» **REQUEST**:
Reproduce every one of the rows below word for word, without changing anything.

» **RECORDS PROVIDED**:

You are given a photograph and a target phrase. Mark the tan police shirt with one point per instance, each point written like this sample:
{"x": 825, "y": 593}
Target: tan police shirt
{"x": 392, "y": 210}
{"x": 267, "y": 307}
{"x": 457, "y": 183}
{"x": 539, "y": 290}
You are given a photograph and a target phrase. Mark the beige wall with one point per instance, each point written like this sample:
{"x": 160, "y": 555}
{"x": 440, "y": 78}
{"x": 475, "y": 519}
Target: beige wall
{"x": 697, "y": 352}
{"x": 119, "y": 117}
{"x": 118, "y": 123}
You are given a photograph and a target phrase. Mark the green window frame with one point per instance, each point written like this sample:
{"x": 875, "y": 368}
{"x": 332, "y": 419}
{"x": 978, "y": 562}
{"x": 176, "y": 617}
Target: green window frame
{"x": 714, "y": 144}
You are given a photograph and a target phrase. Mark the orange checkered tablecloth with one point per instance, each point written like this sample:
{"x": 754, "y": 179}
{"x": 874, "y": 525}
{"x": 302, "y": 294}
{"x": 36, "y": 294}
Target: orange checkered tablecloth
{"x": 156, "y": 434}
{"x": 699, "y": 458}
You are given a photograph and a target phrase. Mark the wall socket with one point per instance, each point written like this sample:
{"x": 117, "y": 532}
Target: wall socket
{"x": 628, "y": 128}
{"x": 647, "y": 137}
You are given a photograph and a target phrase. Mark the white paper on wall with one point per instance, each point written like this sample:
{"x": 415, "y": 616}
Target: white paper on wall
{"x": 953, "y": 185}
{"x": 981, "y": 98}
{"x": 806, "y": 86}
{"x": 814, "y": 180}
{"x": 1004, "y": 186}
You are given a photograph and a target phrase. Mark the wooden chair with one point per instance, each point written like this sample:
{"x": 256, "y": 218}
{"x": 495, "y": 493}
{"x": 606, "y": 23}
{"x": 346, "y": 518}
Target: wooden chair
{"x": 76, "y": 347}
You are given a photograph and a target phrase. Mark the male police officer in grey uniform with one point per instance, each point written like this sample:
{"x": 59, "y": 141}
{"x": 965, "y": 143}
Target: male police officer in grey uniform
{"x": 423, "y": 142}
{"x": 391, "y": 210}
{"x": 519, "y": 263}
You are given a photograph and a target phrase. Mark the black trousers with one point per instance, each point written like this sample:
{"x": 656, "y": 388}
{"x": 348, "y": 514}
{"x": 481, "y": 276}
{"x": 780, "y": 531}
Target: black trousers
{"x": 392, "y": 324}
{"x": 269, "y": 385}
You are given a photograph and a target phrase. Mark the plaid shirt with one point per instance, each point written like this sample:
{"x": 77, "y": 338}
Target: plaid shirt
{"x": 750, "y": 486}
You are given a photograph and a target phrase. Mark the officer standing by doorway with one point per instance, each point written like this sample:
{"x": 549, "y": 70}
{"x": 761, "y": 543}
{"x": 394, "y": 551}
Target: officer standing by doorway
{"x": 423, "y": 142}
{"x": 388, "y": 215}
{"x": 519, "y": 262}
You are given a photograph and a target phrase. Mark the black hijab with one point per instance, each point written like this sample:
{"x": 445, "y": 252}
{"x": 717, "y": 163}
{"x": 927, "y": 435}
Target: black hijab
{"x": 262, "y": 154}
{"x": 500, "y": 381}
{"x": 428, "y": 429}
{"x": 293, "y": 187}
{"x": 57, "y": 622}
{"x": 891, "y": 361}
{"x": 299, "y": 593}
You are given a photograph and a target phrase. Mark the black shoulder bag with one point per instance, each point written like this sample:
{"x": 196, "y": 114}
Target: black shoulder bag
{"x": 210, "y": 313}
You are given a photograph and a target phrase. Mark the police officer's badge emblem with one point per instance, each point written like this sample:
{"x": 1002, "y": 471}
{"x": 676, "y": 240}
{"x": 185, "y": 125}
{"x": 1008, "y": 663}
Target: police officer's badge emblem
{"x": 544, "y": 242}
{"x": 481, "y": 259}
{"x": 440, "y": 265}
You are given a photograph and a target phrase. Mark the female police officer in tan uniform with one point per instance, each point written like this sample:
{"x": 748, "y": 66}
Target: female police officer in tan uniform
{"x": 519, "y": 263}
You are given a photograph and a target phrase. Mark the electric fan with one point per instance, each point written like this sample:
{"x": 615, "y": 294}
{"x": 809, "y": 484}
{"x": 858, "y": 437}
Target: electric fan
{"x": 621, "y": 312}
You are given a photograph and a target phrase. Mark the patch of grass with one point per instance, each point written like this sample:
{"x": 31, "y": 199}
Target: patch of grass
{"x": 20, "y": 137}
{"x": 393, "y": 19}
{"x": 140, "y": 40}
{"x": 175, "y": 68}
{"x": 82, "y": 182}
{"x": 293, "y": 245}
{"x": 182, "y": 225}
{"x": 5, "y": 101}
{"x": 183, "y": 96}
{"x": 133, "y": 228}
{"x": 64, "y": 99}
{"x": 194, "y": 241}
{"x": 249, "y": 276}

» **RESPONSE**:
You are given a photograph and a target phrase. Mark the tan police shirt with one point per instance, each point written like this sample:
{"x": 825, "y": 593}
Target: tan police shirt
{"x": 392, "y": 210}
{"x": 267, "y": 307}
{"x": 457, "y": 183}
{"x": 539, "y": 290}
You are given a photograph and a target phrase. Mark the beige wall with one point per instance, each point written like this sample:
{"x": 160, "y": 555}
{"x": 440, "y": 78}
{"x": 475, "y": 519}
Target: beige wall
{"x": 697, "y": 352}
{"x": 119, "y": 117}
{"x": 118, "y": 123}
You are given a photograph and a target phrase. Mark the green window frame with one point per instance, each point written like this sample:
{"x": 875, "y": 368}
{"x": 332, "y": 419}
{"x": 978, "y": 562}
{"x": 176, "y": 617}
Target: green window frame
{"x": 714, "y": 144}
You are given a photograph and a target phrase. Mark the orange checkered tablecloth with one point per instance, each point written like this sample:
{"x": 754, "y": 179}
{"x": 874, "y": 525}
{"x": 302, "y": 294}
{"x": 36, "y": 294}
Target: orange checkered tablecloth
{"x": 156, "y": 434}
{"x": 699, "y": 458}
You are given a photograph and a target phrase. Mark the wall socket with one point per instance, each point written like this sample:
{"x": 117, "y": 532}
Target: wall socket
{"x": 628, "y": 128}
{"x": 647, "y": 137}
You are given a photograph and a target phrase. Mark the white paper on wall with one point per instance, each point written like this sample:
{"x": 415, "y": 616}
Target: white paper on wall
{"x": 953, "y": 185}
{"x": 981, "y": 98}
{"x": 806, "y": 86}
{"x": 814, "y": 180}
{"x": 1004, "y": 186}
You are given a photograph and a target phrase. Mark the wooden chair with one point per instance, each point written like this sample:
{"x": 256, "y": 218}
{"x": 495, "y": 493}
{"x": 606, "y": 23}
{"x": 346, "y": 518}
Target: wooden chair
{"x": 76, "y": 347}
You are given a photograph and a target phrase. Mark the male police officer in grey uniform with one point per instance, each point written like this sample:
{"x": 59, "y": 141}
{"x": 965, "y": 143}
Target: male police officer in grey uniform
{"x": 423, "y": 142}
{"x": 391, "y": 210}
{"x": 519, "y": 263}
You are given a photograph and a target phrase. Mark the black trousers with one point per instance, each point written like this sample:
{"x": 656, "y": 388}
{"x": 348, "y": 514}
{"x": 481, "y": 276}
{"x": 780, "y": 531}
Target: black trousers
{"x": 392, "y": 324}
{"x": 269, "y": 385}
You are given a photograph and a target phrase. Mark the plaid shirt with one point per instance, each point written like this sample:
{"x": 77, "y": 338}
Target: plaid shirt
{"x": 750, "y": 486}
You are given a photograph and a target phrase. Mark the officer standing by doorway with one point per instance, each point written like this sample:
{"x": 549, "y": 70}
{"x": 761, "y": 543}
{"x": 394, "y": 551}
Target: officer standing by doorway
{"x": 423, "y": 142}
{"x": 388, "y": 215}
{"x": 519, "y": 262}
You are given a photograph and a target phrase. Mark the black hijab with one point per instance, each point written like this sample:
{"x": 445, "y": 252}
{"x": 717, "y": 163}
{"x": 927, "y": 435}
Target: black hijab
{"x": 262, "y": 154}
{"x": 500, "y": 381}
{"x": 428, "y": 429}
{"x": 293, "y": 187}
{"x": 57, "y": 622}
{"x": 891, "y": 361}
{"x": 299, "y": 593}
You are given a photograph and a target phrase. Mark the black shoulder bag with one point per instance, each point written like this sample:
{"x": 196, "y": 114}
Target: black shoulder bag
{"x": 210, "y": 313}
You are given a photograph and a target phrase. Mark the police officer's badge emblem with one point per instance, each point written like this sample:
{"x": 1002, "y": 471}
{"x": 676, "y": 240}
{"x": 185, "y": 125}
{"x": 1008, "y": 663}
Target: police officer's badge emblem
{"x": 544, "y": 242}
{"x": 481, "y": 259}
{"x": 440, "y": 265}
You are given a photograph and a target phrase. Mark the female police officer in tan uniform with one point per instance, each point written like this sample:
{"x": 748, "y": 66}
Target: female police officer in tan uniform
{"x": 519, "y": 263}
You are given a photograph and a target phrase. Mark the electric fan with one point per instance, each point written like this sample:
{"x": 615, "y": 294}
{"x": 809, "y": 484}
{"x": 858, "y": 437}
Target: electric fan
{"x": 621, "y": 312}
You are given a photograph and a target phrase. Mark the patch of grass with one point per instance, each point written like this sample:
{"x": 31, "y": 199}
Target: patch of grass
{"x": 20, "y": 137}
{"x": 393, "y": 19}
{"x": 140, "y": 40}
{"x": 175, "y": 68}
{"x": 82, "y": 182}
{"x": 293, "y": 245}
{"x": 182, "y": 225}
{"x": 5, "y": 101}
{"x": 183, "y": 96}
{"x": 133, "y": 228}
{"x": 64, "y": 99}
{"x": 194, "y": 241}
{"x": 249, "y": 276}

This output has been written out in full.